◆ **Fragment**:
━━━━
Doorgaan naar inhoud

Doorgaan naar inhoudsopgave

Een unieke reden voor vreugde

Een unieke reden voor vreugde

Een unieke reden voor vreugde

DE HELE schepping getuigt van orde: van de kleinste cel tot gigantische clusters en superclusters van sterrenstelsels. Dat is ook logisch, want de Schepper „is geen God van wanorde” (1 Kor. 14:33). Dezelfde indrukwekkende orde vinden we terug in de manier waarop Jehovah zijn aanbidders heeft georganiseerd. Hij heeft honderden miljoenen mensen en engelen in één grote organisatie samengebracht en in de ware aanbidding verenigd, hoewel ze allemaal een vrije wil hebben!

In de tijd van het oude Israël stond Jeruzalem symbool voor het aardse deel van Gods organisatie, want daar stond Jehovah’s tempel en zetelde de gezalfde koning. Een Israëlitische balling in Babylon zei over de heilige stad: „Mijn tong kleve aan mijn gehemelte vast, indien ik aan u niet zou denken, indien ik Jeruzalem niet zou doen uitstijgen boven mijn voornaamste reden tot vreugdebetoon” (Ps. 137:6).

Geeft Gods organisatie jou ook zo veel vreugde? Kennen je kinderen de geschiedenis van Gods organisatie op aarde? Weten ze hoe alles functioneert? Beseffen ze dat ze deel uitmaken van een wereldwijde broederschap, en waarderen ze dat? (1 Petr. 2:17) De volgende suggesties kun je op de avond voor gezinsaanbidding gebruiken om als gezin meer waardering voor Jehovah’s organisatie te krijgen.

Denk aan „de dagen van weleer”

Elk jaar kwamen gezinnen in Israël bijeen voor het paschafeest. Bij de instelling van dat feest zei Mozes: „Het moet geschieden dat ingeval uw zoon later bij u zou informeren, door te zeggen: ’Wat betekent dit?’, gij dan tot hem moet zeggen: ’Door de sterkte van zijn hand heeft Jehovah ons uit Egypte geleid, uit het slavenhuis’” (Ex. 13:14). Wat Jehovah voor zijn volk gedaan had, mocht niet vergeten worden. Veel Israëlitische vaders hebben die geschiedenis inderdaad aan hun kinderen doorgegeven. Generaties later bad een Israëliet: „O God, met onze oren hebben wij het gehoord, onze voorvaders zelf hebben het ons verhaald, de activiteit die gij in hun dagen hebt verricht, in de dagen van weleer” (Ps. 44:1).
━━━━
◆ **Gegevensrijen**:
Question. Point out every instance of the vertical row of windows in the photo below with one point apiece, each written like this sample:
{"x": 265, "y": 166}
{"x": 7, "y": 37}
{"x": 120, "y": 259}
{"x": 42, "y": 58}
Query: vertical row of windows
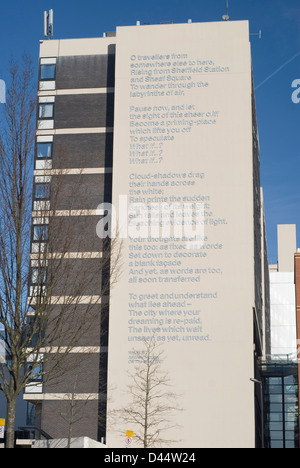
{"x": 44, "y": 154}
{"x": 282, "y": 409}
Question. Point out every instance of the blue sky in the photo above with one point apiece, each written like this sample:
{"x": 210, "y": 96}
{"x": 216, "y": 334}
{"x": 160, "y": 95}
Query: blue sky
{"x": 21, "y": 28}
━━━━
◆ **Opdracht 1**:
Beantwoord op basis van het fragment:
(a) Waarvoor stond Jeruzalem in de tijd van het oude Israël symbool?
(b) Voor welk feest kwamen gezinnen in Israël elk jaar bijeen?
(c) Op welke avond kunnen de genoemde suggesties worden gebruikt?
◆ **Opdracht 2**: Geef uit het fragment het stuk letterlijk terug dat begint bij "Doorgaan naar inhoudsopgave" en eindigt bij "vrije wil hebben!".

◆ **Uitgewerkt antwoord 1**:
(a) Voor het aardse deel van Gods organisatie.
(b) Voor het paschafeest.
(c) Op de avond voor gezinsaanbidding.

◆ **Uitgewerkt antwoord 2**:
Doorgaan naar inhoudsopgave

Een unieke reden voor vreugde

Een unieke reden voor vreugde

Een unieke reden voor vreugde

DE HELE schepping getuigt van orde: van de kleinste cel tot gigantische clusters en superclusters van sterrenstelsels. Dat is ook logisch, want de Schepper „is geen God van wanorde” (1 Kor. 14:33). Dezelfde indrukwekkende orde vinden we terug in de manier waarop Jehovah zijn aanbidders heeft georganiseerd. Hij heeft honderden miljoenen mensen en engelen in één grote organisatie samengebracht en in de ware aanbidding verenigd, hoewel ze allemaal een vrije wil hebben!